And that phrase, automation-first, is the whole game here. Instead of stacking a bunch of clips and hoping the energy works out, we’re going to design the movement directly. Pitch, filter, reverb throws, delay feedback, width, grit, all of it will be shaped with automation so the edit feels intentional, musical, and alive.

This approach is perfect for jungle, 93 to 97 style drum and bass, darker rollers, and jump-up-inspired transitions. It gives you that classic sampler or tape-edit energy, but in a clean modern Ableton session.

So let’s break down the workflow in a way that actually makes sense when you’re building it.

First thing: choose the right source sound. This matters way more than people think. You want something with character and some tonal information. A vocal stab works. A rave chord works. A dusty pad slice works. A piano hit can work. Even a breakbeat chop with some resonance can work.

The best sources for this style usually have a clear pitch center and a bit of texture around the note. That’s what makes the pitch movement feel musical instead of just random. If the source is too plain, the automation won’t have much to grab onto. If it’s too busy, the movement can get muddy fast.

Now drop that sample into Simpler on a MIDI track.

---+---

LIST OF TASKS >>
a - Copy the stretch from "This approach is" through "get muddy fast." in the passage on automation-first sample editing.
b - Extend the passage on automation-first sample editing, starting after its final sentence.

MATERIAL PROVIDED >>
---+---

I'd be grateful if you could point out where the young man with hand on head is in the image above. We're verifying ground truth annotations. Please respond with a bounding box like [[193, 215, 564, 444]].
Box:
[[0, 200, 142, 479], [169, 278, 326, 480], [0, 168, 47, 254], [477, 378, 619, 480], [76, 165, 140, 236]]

---+---

EXPECTED RESPONSES >>
a -
This approach is perfect for jungle, 93 to 97 style drum and bass, darker rollers, and jump-up-inspired transitions. It gives you that classic sampler or tape-edit energy, but in a clean modern Ableton session.

So let’s break down the workflow in a way that actually makes sense when you’re building it.

First thing: choose the right source sound. This matters way more than people think. You want something with character and some tonal information. A vocal stab works. A rave chord works. A dusty pad slice works. A piano hit can work. Even a breakbeat chop with some resonance can work.

The best sources for this style usually have a clear pitch center and a bit of texture around the note. That’s what makes the pitch movement feel musical instead of just random. If the source is too plain, the automation won’t have much to grab onto. If it’s too busy, the movement can get muddy fast.

b -
For this lesson, Simpler is a really strong choice because it gives you that sampler-style feel without making the workflow messy. If your sample is longer or rhythmic, turn Warp on. If it’s a one-shot, you can keep it in One-Shot mode. And if it’s tonal, make sure your MIDI note mapping makes sense so you can actually play the pitch movement musically.

A few good starting settings: set Simpler to monophonic if you want clean pitch moves, maybe one voice only. Add a little Glide if you want the notes to slide into each other. Something in the 20 to 80 millisecond range can give you that oldskool swoop. And trim the start and end carefully before you automate anything. That little bit of prep saves you from clicks and weird pops later.

Now before we start automating, build the device chain.

A strong chain for this would be EQ Eight, Auto Filter, Saturator, Echo, Reverb, Utility, and then optionally Drum Buss or Redux if you want extra grime.

The order matters.

EQ Eight first, because we want to clean up the source before we start moving it around. Auto Filter after that, because that’s going to be your main motion control. Saturator next for weight and edge. Echo and Reverb for space and throws. Utility for width and gain control. And then Drum Buss or Redux if you want to push it into proper jungle dirt territory.

Think of this chain like a performance rig. We’re not just processing sound. We’re setting up a movement system.

Start with the base tone.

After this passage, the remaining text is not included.